§ Work to be completed
Copy out the entries below without changing a character, everything from the line containing "Objective — for the red sweater" down through the last of the entries.

>> Begin Records provided

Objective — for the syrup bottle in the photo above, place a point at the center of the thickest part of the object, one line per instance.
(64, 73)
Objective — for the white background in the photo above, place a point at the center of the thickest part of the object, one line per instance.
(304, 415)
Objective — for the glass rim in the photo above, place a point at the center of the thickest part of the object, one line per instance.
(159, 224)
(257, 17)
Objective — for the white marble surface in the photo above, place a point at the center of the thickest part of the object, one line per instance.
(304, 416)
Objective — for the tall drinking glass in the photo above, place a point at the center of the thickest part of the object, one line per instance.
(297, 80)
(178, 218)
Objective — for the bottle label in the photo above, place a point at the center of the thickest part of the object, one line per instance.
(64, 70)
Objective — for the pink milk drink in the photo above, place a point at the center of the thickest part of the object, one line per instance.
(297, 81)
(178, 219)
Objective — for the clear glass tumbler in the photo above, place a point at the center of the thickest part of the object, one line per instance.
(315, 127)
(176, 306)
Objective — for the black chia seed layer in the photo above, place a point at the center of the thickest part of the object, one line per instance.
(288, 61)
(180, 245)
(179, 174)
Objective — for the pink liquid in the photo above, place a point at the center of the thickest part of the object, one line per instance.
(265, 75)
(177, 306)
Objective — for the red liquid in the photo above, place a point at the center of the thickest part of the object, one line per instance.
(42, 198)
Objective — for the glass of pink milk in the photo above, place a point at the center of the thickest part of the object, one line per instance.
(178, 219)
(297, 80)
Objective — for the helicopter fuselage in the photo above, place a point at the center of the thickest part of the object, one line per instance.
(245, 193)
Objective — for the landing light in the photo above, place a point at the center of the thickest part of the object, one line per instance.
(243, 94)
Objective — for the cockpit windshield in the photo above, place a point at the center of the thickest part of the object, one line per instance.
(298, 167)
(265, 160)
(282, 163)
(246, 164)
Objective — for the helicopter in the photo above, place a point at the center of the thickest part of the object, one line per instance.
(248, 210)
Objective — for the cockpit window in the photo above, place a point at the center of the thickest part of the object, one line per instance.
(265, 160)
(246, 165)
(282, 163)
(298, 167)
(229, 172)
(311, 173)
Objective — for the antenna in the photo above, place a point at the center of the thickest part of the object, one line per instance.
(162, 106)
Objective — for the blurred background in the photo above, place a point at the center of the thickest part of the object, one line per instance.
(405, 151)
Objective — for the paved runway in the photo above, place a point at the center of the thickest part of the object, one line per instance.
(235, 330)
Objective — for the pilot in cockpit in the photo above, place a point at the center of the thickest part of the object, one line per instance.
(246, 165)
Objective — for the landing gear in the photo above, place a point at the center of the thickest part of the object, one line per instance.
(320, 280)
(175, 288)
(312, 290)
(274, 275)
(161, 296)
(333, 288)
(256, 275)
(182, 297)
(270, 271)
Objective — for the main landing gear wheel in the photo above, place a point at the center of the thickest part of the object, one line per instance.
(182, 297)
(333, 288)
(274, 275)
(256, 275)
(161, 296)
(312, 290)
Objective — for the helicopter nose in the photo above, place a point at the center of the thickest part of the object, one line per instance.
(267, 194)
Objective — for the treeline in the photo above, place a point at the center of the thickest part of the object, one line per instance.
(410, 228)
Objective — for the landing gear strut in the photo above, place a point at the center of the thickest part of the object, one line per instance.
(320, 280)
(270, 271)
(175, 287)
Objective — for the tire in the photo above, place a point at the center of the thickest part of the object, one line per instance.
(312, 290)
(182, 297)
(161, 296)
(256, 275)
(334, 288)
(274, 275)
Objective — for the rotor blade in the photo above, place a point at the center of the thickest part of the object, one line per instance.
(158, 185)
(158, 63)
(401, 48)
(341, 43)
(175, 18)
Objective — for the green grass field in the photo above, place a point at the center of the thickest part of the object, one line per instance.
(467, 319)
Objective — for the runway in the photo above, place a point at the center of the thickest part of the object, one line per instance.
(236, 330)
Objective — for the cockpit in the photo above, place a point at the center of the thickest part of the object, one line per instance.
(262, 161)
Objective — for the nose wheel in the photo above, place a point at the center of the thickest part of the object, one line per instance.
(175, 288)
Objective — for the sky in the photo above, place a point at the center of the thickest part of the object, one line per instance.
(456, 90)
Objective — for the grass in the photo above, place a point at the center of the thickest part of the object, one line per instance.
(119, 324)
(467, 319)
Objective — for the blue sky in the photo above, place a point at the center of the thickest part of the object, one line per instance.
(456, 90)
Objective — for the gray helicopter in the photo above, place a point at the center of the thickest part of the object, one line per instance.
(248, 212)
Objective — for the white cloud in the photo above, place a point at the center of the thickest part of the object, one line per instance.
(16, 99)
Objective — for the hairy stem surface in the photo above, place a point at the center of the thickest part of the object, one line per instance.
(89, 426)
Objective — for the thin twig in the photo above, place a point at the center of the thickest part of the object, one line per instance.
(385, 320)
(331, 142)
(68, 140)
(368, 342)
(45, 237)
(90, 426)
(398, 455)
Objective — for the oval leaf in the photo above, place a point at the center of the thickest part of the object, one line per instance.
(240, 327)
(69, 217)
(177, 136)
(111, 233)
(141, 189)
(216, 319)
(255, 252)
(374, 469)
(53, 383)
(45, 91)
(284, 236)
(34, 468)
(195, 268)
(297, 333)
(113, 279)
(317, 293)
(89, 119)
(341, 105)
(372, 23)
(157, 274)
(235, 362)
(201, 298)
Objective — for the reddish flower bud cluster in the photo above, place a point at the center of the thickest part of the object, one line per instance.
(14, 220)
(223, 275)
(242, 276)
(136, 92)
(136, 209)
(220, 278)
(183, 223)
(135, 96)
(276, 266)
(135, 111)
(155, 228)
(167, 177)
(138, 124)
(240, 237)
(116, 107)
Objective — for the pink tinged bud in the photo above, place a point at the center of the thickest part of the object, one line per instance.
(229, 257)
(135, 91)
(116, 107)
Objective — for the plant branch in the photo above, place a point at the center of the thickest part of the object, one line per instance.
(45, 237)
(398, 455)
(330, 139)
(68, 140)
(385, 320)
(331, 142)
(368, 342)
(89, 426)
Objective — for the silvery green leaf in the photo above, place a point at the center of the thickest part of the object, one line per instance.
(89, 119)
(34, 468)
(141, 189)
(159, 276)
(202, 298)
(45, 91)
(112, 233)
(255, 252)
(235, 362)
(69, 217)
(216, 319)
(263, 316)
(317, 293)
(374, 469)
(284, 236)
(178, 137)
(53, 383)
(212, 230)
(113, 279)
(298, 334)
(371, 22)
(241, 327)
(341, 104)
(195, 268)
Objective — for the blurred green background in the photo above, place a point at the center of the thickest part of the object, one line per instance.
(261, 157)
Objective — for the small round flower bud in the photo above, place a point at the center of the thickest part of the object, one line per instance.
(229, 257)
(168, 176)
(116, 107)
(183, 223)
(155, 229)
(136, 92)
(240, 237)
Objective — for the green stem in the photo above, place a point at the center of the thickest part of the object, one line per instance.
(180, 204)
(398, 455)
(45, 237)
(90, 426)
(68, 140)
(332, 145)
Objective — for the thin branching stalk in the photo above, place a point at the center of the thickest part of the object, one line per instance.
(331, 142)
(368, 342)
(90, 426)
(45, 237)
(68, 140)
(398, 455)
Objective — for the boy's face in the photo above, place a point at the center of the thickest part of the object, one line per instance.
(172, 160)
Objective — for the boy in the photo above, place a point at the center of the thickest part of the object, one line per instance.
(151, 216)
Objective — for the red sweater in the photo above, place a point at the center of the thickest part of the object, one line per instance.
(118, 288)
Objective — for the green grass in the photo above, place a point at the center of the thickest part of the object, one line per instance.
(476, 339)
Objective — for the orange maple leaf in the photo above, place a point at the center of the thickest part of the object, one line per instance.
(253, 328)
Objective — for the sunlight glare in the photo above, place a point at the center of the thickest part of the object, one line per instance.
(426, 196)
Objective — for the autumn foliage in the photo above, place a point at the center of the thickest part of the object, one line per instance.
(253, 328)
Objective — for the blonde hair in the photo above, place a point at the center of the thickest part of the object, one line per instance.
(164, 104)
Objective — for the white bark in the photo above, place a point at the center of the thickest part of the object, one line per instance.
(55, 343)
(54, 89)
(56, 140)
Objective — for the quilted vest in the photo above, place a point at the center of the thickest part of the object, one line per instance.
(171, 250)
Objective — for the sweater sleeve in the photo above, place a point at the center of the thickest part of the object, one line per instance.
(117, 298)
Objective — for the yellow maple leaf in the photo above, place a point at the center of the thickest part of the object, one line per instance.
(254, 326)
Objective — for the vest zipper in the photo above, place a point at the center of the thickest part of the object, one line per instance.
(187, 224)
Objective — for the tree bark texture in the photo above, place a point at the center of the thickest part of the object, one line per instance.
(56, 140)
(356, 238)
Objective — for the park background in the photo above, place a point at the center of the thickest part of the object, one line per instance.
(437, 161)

>> End Records provided

§ Output for this task
Objective — for the red sweater in the photo above, place a point at the center of the thickest part of the object, one line per instance.
(118, 288)
Objective — for the green grass in the photo above, place a point at the center of the thickest part of the object, one line per instance.
(476, 339)
Objective — for the orange maple leaf in the photo above, place a point at the center of the thickest part of the object, one line per instance.
(253, 328)
Objective — for the sunlight glare in the photo above, place a point at the center of the thickest part of the object, one line per instance.
(426, 196)
Objective — for the autumn foliage in the photo above, place a point at the center of the thickest part of the object, one line per instance.
(253, 328)
Objective — for the blonde hair in the photo above, place a point at the center of the thickest part of the object, one line per instance.
(164, 104)
Objective — for the white bark in the photo above, place a point at the center of the thickest part of the object, one line per instance.
(55, 343)
(54, 89)
(56, 140)
Objective — for the quilted vest in the photo above, place a point at the center of the thickest part of the object, one line per instance.
(171, 250)
Objective — for the sweater sleeve in the photo above, place a point at the center of the thickest part of the object, one line per instance.
(117, 298)
Objective — for the yellow maple leaf in the photo above, place a point at the center of the thickest part of the object, one line per instance.
(254, 326)
Objective — for the vest zipper in the photo above, place a point at the center of the thickest part of the object, one line per instance.
(187, 224)
Objective — for the tree bark texture in the photo above, place a point at the center of the thickest part of the object, one line per instance.
(56, 140)
(356, 238)
Objective — for the park background in the photo above, place a point at the center of the thickest part of the object, one line per instance.
(437, 161)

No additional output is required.